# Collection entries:
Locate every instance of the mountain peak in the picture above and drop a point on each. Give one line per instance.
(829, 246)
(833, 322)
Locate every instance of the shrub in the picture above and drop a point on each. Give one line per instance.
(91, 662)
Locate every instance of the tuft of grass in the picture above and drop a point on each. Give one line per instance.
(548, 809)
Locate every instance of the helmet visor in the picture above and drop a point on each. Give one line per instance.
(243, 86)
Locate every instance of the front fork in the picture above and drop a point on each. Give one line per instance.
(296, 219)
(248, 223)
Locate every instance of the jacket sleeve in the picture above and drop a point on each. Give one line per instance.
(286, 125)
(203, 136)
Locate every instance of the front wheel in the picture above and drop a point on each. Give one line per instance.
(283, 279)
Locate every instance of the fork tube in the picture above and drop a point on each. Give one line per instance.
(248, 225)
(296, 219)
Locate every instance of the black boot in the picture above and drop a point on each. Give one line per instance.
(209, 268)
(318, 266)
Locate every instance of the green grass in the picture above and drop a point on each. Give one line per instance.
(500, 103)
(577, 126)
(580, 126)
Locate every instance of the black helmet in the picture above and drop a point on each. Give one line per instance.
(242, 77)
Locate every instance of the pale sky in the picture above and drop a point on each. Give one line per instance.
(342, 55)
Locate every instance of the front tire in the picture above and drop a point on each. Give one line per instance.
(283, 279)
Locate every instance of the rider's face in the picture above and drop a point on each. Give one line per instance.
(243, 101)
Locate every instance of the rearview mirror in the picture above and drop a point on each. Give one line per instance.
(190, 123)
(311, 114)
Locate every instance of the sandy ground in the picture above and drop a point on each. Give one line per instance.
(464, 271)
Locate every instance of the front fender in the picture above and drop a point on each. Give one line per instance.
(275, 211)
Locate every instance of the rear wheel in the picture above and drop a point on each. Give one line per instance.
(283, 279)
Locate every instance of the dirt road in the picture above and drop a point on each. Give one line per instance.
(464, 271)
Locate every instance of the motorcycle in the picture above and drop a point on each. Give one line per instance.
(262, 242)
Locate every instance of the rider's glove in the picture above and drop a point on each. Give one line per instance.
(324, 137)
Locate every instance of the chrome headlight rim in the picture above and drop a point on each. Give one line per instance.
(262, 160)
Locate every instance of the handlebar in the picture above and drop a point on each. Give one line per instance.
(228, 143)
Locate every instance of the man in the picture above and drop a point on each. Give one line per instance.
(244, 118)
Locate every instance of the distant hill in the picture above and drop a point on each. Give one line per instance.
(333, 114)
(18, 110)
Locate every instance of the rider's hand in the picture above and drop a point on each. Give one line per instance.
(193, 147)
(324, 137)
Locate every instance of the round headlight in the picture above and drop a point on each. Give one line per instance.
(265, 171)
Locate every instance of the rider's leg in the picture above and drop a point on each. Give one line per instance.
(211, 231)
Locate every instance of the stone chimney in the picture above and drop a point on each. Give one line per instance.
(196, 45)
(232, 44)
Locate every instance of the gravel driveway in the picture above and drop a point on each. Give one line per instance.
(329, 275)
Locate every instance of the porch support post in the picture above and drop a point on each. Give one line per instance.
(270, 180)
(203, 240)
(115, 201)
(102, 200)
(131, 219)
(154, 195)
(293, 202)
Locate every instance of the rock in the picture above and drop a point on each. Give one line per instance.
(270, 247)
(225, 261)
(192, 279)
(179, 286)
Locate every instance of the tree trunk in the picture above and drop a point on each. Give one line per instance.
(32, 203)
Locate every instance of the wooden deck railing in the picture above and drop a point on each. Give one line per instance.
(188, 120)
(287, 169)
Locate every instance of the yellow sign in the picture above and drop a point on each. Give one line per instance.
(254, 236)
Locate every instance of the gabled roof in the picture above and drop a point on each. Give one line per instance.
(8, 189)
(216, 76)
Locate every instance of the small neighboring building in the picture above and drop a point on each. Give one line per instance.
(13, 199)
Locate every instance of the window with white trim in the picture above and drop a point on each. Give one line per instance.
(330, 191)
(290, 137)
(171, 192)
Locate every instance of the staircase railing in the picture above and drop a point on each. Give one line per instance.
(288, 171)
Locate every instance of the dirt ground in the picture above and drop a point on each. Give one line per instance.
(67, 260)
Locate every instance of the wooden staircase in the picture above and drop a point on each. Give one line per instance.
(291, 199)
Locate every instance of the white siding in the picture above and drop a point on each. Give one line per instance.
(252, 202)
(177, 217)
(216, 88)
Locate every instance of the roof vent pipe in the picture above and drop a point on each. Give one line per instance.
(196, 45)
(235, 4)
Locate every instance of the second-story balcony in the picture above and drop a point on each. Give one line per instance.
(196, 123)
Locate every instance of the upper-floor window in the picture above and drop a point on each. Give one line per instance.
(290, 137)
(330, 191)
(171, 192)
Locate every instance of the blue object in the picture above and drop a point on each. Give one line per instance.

# What you need to do:
Could you turn the records into a numbered list, starting at the line containing "Locate every instance of the tree" and running through the final line, both ends included, with any blank lines left out?

# Correct response:
1. Locate every instance of the tree trunk in the picture above and drop a point on each. Give one line per instance.
2. (32, 203)
3. Locate every instance of the wooden deck railing in the picture above and drop a point on each. Give one line per instance.
4. (188, 120)
5. (287, 169)
6. Locate every instance of the yellow sign in the picture above and drop a point on each. Give one line per instance.
7. (254, 236)
8. Locate every instance of the gabled roof in the picture above and drop a point on each. Give one line per instance.
9. (8, 189)
10. (216, 76)
11. Locate every instance of the small neighboring building in the picture above and drop a point on each. Give one line per instance.
12. (13, 199)
13. Locate every instance of the window with white trim in the picture above and drop a point on each. Give one line per instance.
14. (330, 191)
15. (290, 137)
16. (171, 192)
17. Locate every instance of the staircase railing in the picture above and drop a point on each. Give one line per instance.
18. (288, 171)
19. Locate every instance of the dirt ground in the picture above and drop a point on each. Give one line per instance.
20. (67, 260)
21. Locate every instance of the wooden staircase in the picture above and drop a point on each. Give one line per instance.
22. (291, 199)
23. Locate every instance of the white siding in the picture above and drop a point on each. Give one line per instance.
24. (252, 202)
25. (177, 217)
26. (216, 88)
27. Locate every instance of the roof vent pipe in the picture above and drop a point on each. Give one line per instance.
28. (196, 45)
29. (235, 4)
30. Locate every instance of the second-story balcony in the picture above and drop a point on each. Give one line per instance.
31. (196, 123)
32. Locate every instance of the upper-floor window in the picture above and drop a point on each. Give one line per instance.
33. (290, 137)
34. (330, 191)
35. (171, 192)
36. Locate every instance of the blue object in the picture above and drop a point on each. Give one line per instance.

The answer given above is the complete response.